(Collection entries)
════════════════

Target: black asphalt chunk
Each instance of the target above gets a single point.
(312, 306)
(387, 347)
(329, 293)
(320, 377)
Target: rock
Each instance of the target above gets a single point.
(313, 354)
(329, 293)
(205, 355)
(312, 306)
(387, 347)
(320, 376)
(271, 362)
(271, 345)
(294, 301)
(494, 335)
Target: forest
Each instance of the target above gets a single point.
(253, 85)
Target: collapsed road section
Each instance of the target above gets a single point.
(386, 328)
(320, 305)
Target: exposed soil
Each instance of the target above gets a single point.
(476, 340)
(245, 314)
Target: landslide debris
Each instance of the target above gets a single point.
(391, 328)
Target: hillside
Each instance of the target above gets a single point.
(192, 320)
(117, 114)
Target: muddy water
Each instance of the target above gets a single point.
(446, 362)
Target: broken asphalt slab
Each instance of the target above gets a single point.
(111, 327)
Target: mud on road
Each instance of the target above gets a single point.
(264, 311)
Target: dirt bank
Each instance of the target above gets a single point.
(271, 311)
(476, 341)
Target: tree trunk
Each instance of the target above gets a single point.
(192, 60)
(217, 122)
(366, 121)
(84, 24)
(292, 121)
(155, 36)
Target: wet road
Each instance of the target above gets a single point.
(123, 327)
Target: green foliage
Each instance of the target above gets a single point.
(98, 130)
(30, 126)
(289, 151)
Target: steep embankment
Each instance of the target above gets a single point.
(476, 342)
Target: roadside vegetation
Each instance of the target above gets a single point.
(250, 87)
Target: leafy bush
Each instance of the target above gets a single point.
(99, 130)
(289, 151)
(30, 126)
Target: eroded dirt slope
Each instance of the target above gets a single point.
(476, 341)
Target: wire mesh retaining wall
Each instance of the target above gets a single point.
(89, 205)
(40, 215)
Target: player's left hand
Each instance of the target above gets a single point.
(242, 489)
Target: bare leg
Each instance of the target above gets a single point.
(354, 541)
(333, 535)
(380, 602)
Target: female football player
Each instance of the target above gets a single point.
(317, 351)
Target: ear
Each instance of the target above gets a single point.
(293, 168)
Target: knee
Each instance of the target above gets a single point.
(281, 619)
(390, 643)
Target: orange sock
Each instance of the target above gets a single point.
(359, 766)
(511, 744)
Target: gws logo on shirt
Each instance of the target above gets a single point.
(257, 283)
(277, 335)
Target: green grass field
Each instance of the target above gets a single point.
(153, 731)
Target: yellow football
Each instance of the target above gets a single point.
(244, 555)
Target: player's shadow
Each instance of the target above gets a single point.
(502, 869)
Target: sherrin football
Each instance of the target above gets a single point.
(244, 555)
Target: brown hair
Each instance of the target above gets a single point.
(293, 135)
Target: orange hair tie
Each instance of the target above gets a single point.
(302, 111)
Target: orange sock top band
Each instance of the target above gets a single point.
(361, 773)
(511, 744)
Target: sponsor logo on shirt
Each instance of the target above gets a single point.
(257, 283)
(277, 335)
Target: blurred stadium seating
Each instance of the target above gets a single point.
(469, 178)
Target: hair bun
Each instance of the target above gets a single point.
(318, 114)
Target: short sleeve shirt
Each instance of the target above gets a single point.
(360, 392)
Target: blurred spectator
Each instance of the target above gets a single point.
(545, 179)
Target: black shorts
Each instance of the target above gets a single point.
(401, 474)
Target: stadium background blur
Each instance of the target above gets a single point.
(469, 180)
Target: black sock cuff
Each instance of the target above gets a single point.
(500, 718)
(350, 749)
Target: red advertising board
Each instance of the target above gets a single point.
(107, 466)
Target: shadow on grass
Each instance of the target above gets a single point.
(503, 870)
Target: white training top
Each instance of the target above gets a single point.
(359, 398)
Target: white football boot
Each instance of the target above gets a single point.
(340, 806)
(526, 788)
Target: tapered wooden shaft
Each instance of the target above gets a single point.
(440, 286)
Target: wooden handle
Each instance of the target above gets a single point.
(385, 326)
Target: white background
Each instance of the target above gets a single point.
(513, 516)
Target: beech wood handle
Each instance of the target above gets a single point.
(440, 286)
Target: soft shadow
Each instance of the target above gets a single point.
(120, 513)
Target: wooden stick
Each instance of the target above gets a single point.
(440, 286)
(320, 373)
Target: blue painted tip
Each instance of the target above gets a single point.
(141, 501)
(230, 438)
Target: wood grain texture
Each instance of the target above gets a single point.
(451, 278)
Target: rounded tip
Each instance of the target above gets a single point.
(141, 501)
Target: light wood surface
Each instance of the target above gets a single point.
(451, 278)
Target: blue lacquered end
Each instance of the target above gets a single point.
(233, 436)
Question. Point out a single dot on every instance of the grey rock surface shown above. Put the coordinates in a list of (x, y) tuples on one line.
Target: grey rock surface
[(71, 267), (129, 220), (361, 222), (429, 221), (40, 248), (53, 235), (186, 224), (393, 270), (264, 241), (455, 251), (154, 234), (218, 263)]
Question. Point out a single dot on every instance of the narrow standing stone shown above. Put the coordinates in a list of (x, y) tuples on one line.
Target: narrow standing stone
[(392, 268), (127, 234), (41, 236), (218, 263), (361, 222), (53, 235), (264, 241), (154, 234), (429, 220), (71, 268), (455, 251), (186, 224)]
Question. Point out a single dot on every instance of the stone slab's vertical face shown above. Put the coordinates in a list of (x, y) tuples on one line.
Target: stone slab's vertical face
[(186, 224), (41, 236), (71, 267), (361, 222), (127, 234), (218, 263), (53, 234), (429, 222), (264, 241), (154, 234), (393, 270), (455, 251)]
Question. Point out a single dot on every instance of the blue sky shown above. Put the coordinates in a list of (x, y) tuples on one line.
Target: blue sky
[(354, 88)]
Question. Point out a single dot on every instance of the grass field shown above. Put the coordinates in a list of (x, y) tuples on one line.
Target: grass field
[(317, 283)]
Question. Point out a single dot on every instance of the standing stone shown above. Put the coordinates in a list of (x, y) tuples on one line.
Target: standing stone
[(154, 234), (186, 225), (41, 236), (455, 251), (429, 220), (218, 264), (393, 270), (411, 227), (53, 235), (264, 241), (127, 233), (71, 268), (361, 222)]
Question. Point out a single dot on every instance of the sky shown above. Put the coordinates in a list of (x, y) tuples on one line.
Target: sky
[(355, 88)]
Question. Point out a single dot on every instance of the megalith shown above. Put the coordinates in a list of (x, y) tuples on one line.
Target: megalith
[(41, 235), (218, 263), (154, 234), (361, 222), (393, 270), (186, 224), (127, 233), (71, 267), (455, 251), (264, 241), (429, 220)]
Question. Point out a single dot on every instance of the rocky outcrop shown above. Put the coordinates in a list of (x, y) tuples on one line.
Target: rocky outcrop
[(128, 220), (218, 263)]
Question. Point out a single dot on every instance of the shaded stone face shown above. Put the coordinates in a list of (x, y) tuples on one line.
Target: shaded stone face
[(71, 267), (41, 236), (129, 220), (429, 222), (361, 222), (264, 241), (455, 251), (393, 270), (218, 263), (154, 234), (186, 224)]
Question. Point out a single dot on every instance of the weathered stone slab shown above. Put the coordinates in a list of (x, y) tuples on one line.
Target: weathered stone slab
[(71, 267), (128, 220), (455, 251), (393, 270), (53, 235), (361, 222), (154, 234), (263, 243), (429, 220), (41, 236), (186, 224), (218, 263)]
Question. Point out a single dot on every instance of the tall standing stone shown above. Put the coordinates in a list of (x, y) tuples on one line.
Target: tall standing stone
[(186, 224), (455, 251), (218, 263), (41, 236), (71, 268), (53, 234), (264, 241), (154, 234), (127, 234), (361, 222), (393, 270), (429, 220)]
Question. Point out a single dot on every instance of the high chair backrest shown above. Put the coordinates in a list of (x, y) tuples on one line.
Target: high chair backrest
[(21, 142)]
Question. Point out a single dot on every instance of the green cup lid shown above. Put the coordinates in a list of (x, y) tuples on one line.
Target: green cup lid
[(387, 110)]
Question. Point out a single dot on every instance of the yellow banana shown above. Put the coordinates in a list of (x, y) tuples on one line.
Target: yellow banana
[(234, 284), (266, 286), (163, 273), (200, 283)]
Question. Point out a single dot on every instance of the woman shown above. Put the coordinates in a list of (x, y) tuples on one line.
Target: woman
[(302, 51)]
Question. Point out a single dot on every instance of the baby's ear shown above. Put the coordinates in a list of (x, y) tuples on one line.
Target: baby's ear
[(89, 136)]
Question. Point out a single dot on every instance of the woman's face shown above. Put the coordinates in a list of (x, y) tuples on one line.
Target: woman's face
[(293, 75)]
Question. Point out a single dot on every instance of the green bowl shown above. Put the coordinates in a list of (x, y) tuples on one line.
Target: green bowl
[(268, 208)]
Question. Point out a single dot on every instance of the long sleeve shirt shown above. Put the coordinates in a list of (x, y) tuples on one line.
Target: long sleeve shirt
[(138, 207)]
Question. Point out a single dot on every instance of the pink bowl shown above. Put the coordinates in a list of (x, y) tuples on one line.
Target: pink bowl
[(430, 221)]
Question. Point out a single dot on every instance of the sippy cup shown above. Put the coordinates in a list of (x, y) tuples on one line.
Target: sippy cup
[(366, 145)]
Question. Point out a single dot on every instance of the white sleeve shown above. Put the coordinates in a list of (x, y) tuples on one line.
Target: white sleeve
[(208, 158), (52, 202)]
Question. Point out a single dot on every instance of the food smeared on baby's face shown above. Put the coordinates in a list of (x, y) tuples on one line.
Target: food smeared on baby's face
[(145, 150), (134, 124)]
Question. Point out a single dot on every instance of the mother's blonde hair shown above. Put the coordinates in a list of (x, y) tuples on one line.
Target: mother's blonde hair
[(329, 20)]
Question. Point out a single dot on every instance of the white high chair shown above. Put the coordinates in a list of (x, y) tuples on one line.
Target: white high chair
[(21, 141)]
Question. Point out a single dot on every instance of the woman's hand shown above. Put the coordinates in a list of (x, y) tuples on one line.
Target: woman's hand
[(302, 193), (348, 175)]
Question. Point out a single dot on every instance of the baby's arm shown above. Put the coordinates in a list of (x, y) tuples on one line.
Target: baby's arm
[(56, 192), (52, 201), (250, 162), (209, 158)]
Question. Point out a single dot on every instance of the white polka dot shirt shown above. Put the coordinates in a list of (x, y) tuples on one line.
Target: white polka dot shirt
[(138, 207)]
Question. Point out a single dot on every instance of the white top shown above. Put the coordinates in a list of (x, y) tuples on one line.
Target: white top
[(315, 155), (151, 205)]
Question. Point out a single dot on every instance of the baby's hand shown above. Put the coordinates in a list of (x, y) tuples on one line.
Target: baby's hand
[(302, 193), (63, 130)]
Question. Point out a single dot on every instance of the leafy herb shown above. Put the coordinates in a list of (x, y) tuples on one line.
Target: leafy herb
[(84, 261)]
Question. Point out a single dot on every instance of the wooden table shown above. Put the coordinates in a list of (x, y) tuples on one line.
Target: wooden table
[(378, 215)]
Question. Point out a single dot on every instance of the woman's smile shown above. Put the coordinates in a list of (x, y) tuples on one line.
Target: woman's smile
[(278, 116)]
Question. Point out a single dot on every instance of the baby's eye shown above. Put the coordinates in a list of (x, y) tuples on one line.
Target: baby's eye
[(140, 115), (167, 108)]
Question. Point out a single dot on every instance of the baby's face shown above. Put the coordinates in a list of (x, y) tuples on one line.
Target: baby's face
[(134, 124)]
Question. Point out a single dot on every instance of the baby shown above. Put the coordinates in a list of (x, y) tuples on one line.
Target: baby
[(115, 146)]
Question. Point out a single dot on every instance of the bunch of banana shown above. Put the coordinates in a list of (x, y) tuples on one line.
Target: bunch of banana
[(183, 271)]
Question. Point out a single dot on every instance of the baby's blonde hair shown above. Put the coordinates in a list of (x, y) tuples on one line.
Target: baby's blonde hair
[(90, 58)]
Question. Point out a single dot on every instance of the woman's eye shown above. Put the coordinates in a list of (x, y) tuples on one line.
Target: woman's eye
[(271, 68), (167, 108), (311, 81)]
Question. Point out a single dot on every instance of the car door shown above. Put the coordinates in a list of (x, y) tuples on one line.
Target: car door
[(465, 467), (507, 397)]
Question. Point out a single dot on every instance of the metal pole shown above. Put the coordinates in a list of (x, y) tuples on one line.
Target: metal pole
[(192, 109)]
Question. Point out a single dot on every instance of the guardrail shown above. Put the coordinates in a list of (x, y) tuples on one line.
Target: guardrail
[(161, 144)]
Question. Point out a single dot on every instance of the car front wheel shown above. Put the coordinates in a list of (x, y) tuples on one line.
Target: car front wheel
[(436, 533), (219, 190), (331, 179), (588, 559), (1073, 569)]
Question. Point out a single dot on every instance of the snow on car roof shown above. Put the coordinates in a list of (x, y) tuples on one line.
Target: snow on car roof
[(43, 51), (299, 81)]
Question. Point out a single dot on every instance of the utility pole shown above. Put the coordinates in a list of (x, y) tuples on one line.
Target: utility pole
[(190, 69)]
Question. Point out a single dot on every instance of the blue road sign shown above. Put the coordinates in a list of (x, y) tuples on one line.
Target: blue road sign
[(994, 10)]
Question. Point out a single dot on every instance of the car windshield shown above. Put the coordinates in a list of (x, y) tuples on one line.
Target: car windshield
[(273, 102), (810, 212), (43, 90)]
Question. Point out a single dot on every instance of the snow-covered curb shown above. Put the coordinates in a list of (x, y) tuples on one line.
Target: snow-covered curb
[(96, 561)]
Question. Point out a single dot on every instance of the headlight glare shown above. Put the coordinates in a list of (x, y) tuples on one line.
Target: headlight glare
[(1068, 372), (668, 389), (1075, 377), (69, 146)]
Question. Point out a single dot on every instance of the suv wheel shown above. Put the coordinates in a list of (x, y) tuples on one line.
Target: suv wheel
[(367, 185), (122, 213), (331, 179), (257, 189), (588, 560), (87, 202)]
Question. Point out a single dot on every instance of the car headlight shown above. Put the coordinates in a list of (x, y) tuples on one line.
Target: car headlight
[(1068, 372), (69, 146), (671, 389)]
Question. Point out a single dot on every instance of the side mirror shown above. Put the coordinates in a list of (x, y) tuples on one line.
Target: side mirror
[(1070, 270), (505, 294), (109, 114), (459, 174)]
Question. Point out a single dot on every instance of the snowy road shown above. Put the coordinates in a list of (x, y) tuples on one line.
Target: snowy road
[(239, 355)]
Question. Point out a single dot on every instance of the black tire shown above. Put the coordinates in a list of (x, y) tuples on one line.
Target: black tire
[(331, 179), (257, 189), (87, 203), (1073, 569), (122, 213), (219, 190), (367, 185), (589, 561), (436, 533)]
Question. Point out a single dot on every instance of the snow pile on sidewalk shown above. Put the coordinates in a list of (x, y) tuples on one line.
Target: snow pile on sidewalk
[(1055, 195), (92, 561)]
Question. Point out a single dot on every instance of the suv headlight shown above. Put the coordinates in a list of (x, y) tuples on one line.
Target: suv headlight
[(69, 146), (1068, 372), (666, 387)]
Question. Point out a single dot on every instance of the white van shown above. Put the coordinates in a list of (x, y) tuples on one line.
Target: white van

════════════════

**YOUR OBJECTIVE:**
Starting with the line containing "the car door" and going on through the line containing "[(43, 51), (299, 81)]", write out those records again with the requests included, multiplying every coordinate in the answers by 0.45 and rounding to whole numbers, with halves rounded up. Leave the numbers in the requests and in their format samples unchanged.

**WORKED ANSWER:**
Question. Point out a single dot on every instance of the car door shown above. Put the coordinates in a list of (x, y) tuples on one line.
Target: car door
[(209, 210), (228, 179)]
Question. Point out a single dot on every instance of the metal pole shown above. Put the coordinates in a list of (x, y) tuples on one line.
Target: metal pole
[(86, 49)]
Question. Point out a single dot on every instance of the guardrail shown above. Put the coordinates in a list of (x, y) tuples on one line.
Target: guardrail
[(72, 65)]
Question. Point out a single dot on every instance of the car front wheel shown above. Put the coordinates in a list of (x, y) tuples on one line.
Target: car front wheel
[(196, 240), (99, 86), (149, 81), (265, 252), (483, 256)]
Question. Point out a single dot on every instance of the snow on car roof shown above. Put the coordinates in a list of (x, y) tuples on one line.
Target: snow on car roof
[(19, 23), (135, 36)]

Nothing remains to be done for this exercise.